--- Start of Text shown ---
The Writing Blog Tour consists of two parts: answering four questions having to do with the process of writing and introducing some friends who, in turn, will do the same the following week. So far as I can tell, this collective project began sometime last summer and has since continued apace. In some respects, the idea resembles an old-fashioned chain letter; in others, an invitation. For my part, I have taken this assignment as a call to think further about the various ways in which my conceptions of the philosophical life have changed from 2009 to the present.
It was Jeppe Graugaard who invited me to participate. This occurred about two weeks ago. A little over two years ago, Jeppe first got in touch with me in order to have a conversation with me about Dark Mountain Project, the subject of his Ph.D. thesis which is now nearing completion. Our conversation, which was very improvisational in nature, was recorded, transcribed almost verbatim, and is still available here.
Rather than treat these questions as if they were discrete and posed in an interview format, I have sought, to some degree, to craft a narrative stretching from beginning to end. Afterward, I introduce Christopher Brewster, Eldan Goldenberg, Ian Prinsloo, and John Thackara, each of whom has graciously accepted my invitation to continue the Writing Blog Tour on March 31.
Here, I submit myself to the questions.
Question 1. What am I Working on?
I am currently writing a book entitled Radiance: An Essay for Unsettled Time. The book seeks to draw out the connection between the good and the beautiful while ‘leaning on’ the true. I take my cue from the thought that the best life is lived according to nature (this being the true), and I advance the general thesis that radiance is disclosed only when goodness is elevated to the point of beauty. This, I believe, is the path that the philosopher sets foot on, and it begins without his having answers in hand.
Completing this book presents me with something of a conundrum. Each of the books I have written so far have been conceived in the form of a gift. The Art of Inquiry and Cultivating Discipline Lightly were both offered to Kaos Pilots students in 2012 and 2013, respectively. A Guidebook to Philosophical Life (2013) was a gift to a particular ‘community of inquirers.’
The general formula is: I offer book X to addressees Y on occasion Z in the hope of educating Y. ‘And by ‘education,’ I mean with Pierre Hadot ‘conversion’: that is to say, a transformation of one’s overall perception of the world. In the present case, I am bewildered because I have no idea to whom the book is written, for what occasion, and with what final aim. One needn’t write a book on radiance in order to be radiant: the important thing is to become so. Another would have to ask one to do so, as one story has it of Laozi, and the words would have to flow forth in time. Shall I say I am ready?
--- End of Text shown ---
--- Start of Recorded data ---
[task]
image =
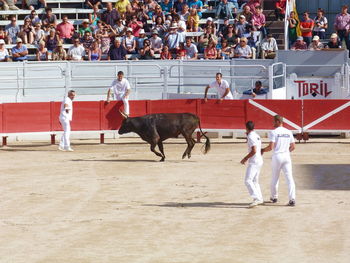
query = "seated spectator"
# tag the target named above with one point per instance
(248, 15)
(243, 50)
(77, 51)
(210, 52)
(129, 42)
(241, 26)
(117, 51)
(280, 9)
(93, 4)
(94, 18)
(34, 18)
(191, 49)
(33, 4)
(94, 53)
(334, 42)
(224, 10)
(316, 44)
(122, 6)
(59, 53)
(258, 90)
(110, 15)
(19, 51)
(193, 21)
(321, 24)
(39, 34)
(65, 30)
(165, 53)
(299, 44)
(12, 31)
(135, 25)
(87, 41)
(156, 42)
(230, 36)
(41, 53)
(166, 5)
(181, 51)
(225, 51)
(269, 47)
(198, 5)
(184, 13)
(85, 27)
(292, 28)
(49, 19)
(51, 40)
(306, 27)
(146, 52)
(27, 32)
(205, 38)
(4, 54)
(253, 4)
(172, 39)
(259, 21)
(10, 5)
--- End of Recorded data ---
What is asked
a – Name the four people the author of the Writing Blog Tour post invites to continue the tour on March 31.
b – Resume the Writing Blog Tour post right after its final sentence, "Shall I say I am ready?", and keep the same first-person, reflective voice.

Per-task outputs
a – Christopher Brewster, Eldan Goldenberg, Ian Prinsloo, John Thackara

b –
Question 2. How does my Work Differ from Others of its Genre?
My philosophical writing differs from that of others principally in that I am seeking to lead a philosophical life. I am not seeking prestige, honor, status, fame, wealth, glory, or tenure. There are no social ladders to ascend, no recognition or esteem to secure. To say these things is to suggest that philosophical writing is only justified when it is an ‘outpouring’ of philosophical thinking. Otherwise, it is unnecessary chatter, as pointless as ‘having to make a point.’ As I put it elsewhere,
A philosopher does not speak or write except to make philosophical life manifest. Gentle, flowing art is thus not an end in itself but a spilling-forth of philosophical thought.
But surely I have written too much. But then I have had to learn along the way without the aid of a living guide. In order to ‘bring out’ philosophical life when ‘bringing out’ is called for, I have therefore resorted to writing in ‘many keys’ to a broad range of addressees (about which, more below) in a wide variety of genres. Sometimes, the words issue forth in meditations, sometimes in arguments, sometimes in jokes. Over time, they have become terser, more sober, more impersonal.
As for other living philosophers, I doubt that I have anything new to say about analytic and continental philosophers. As it is said, the former tend toward analytic clarity and rigor yet fall into a narrowness in their approach, the latter leaning toward bold, creative, sometimes beautiful questions yet also a slackness, a fuzziness regarding sound argumentation. Analytic philosophers typically write academic treatises to colleagues in their field in order to make sound arguments about some academic puzzle or field-specific problem. The style tends to be rather ‘precious,’ shading slightly toward smugness (point-scoring) or a peculiar cuteness (excited exclamation points here and there, the use of colloquialisms such as ‘well’ folksying the prose). Whereas continental philosophy, while creative, is also hyperbolic to the point of histrionics. The continental philosopher writes to his colleagues or to interdisciplinary academics, not uncommonly believing that he is addressing a wider public, though it is unclear whether such a public can make it through the dense prose or genuinely cares. Apart from the avant-gardism of this post-60s writing, the style inclines toward pomposity: full of grandiosity with some hand-waving through the difficult stretches of an argument.
Often unstated, though, is the thought that both traditions share in common the peculiar claim, despite recorded history since the Presocratics telling us otherwise, that the philosopher is a figure who only dwells within a university. That is odd as well as inaccurate.
Question 3. Why do I Write What I do?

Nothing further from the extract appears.